◆ **WHAT TO DO**
Your answer must be an exact copy of the listing.

(THE DATA Opens)

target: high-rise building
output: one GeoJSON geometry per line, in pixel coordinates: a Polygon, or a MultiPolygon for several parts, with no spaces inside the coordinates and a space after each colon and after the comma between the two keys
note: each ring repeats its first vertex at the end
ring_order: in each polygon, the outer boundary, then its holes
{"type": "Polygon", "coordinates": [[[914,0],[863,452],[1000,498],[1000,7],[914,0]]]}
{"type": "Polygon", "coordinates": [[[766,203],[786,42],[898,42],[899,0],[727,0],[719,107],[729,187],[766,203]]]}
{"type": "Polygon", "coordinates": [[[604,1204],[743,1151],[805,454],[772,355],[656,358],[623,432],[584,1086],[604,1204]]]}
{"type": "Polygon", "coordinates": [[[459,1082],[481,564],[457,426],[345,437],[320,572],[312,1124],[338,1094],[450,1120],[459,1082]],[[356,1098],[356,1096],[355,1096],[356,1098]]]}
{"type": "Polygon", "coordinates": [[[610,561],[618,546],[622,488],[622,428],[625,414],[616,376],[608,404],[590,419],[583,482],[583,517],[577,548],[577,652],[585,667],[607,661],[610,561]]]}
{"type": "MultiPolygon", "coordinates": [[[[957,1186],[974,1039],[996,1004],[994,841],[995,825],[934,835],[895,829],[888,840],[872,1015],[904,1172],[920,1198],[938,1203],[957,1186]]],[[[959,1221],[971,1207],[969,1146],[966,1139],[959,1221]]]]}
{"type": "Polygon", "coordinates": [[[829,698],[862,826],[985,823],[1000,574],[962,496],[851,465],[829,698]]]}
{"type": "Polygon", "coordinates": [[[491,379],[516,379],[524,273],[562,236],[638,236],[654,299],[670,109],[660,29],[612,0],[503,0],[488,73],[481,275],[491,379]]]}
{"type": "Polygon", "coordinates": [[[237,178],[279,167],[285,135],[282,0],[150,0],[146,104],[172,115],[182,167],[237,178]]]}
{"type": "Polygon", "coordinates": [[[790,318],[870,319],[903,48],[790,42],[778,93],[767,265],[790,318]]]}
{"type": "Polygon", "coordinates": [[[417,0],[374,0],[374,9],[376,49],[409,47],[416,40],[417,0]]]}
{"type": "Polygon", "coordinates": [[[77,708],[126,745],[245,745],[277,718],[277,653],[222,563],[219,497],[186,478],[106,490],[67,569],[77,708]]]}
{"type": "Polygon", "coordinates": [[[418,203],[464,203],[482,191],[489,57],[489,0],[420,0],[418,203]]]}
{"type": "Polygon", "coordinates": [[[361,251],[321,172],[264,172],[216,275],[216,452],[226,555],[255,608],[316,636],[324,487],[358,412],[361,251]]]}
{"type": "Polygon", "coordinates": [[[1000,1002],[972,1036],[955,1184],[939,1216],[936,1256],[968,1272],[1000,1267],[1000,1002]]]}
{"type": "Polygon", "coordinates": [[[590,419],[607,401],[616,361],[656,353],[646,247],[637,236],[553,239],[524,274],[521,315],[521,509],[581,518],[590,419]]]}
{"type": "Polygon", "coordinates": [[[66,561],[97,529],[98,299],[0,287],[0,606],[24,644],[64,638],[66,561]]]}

(THE DATA Closes)

◆ **WRITTEN RESPONSE**
target: high-rise building
output: one GeoJSON geometry per line, in pixel coordinates: a Polygon, or a MultiPolygon for several parts, with no spaces inside the coordinates and a space after each colon and after the comma between the two keys
note: each ring repeats its first vertex at the end
ring_order: in each polygon, the outer boundary, then its holes
{"type": "Polygon", "coordinates": [[[914,0],[863,452],[1000,498],[1000,7],[914,0]]]}
{"type": "Polygon", "coordinates": [[[766,203],[786,42],[898,42],[899,0],[727,0],[719,107],[729,187],[766,203]]]}
{"type": "Polygon", "coordinates": [[[604,1204],[743,1151],[805,454],[772,355],[656,358],[623,432],[584,1086],[604,1204]]]}
{"type": "Polygon", "coordinates": [[[459,1082],[481,564],[457,426],[345,437],[320,572],[312,1124],[338,1094],[450,1120],[459,1082]],[[356,1098],[356,1096],[355,1096],[356,1098]]]}
{"type": "Polygon", "coordinates": [[[610,561],[618,546],[622,488],[622,428],[625,414],[616,376],[608,404],[590,419],[583,482],[583,517],[577,548],[577,652],[585,667],[607,661],[610,561]]]}
{"type": "MultiPolygon", "coordinates": [[[[957,1186],[974,1039],[996,1004],[994,841],[995,825],[934,835],[895,829],[888,840],[872,1015],[904,1172],[920,1198],[938,1203],[957,1186]]],[[[959,1221],[971,1207],[969,1146],[966,1139],[959,1221]]]]}
{"type": "Polygon", "coordinates": [[[829,698],[862,826],[985,823],[1000,574],[962,496],[851,465],[829,698]]]}
{"type": "Polygon", "coordinates": [[[491,379],[516,379],[524,273],[562,236],[638,236],[654,299],[670,109],[660,29],[612,0],[503,0],[488,73],[481,275],[491,379]]]}
{"type": "Polygon", "coordinates": [[[237,178],[279,167],[285,135],[282,0],[150,0],[146,104],[172,115],[182,167],[237,178]]]}
{"type": "Polygon", "coordinates": [[[790,318],[870,319],[903,48],[790,42],[778,93],[767,265],[790,318]]]}
{"type": "Polygon", "coordinates": [[[417,0],[374,0],[374,9],[376,49],[409,47],[416,40],[417,0]]]}
{"type": "Polygon", "coordinates": [[[77,708],[126,745],[245,745],[277,718],[277,653],[222,563],[219,497],[186,478],[106,490],[67,569],[77,708]]]}
{"type": "Polygon", "coordinates": [[[418,203],[464,203],[482,191],[489,57],[489,0],[420,0],[418,203]]]}
{"type": "Polygon", "coordinates": [[[361,251],[321,172],[264,172],[216,275],[216,452],[226,555],[255,608],[316,636],[324,487],[358,412],[361,251]]]}
{"type": "Polygon", "coordinates": [[[1000,1002],[972,1036],[955,1184],[939,1216],[936,1256],[968,1272],[1000,1267],[1000,1002]]]}
{"type": "Polygon", "coordinates": [[[590,419],[607,401],[616,361],[656,353],[646,247],[637,236],[553,239],[524,274],[521,315],[521,509],[581,518],[590,419]]]}
{"type": "Polygon", "coordinates": [[[66,561],[97,529],[98,299],[0,287],[0,606],[24,644],[64,638],[66,561]]]}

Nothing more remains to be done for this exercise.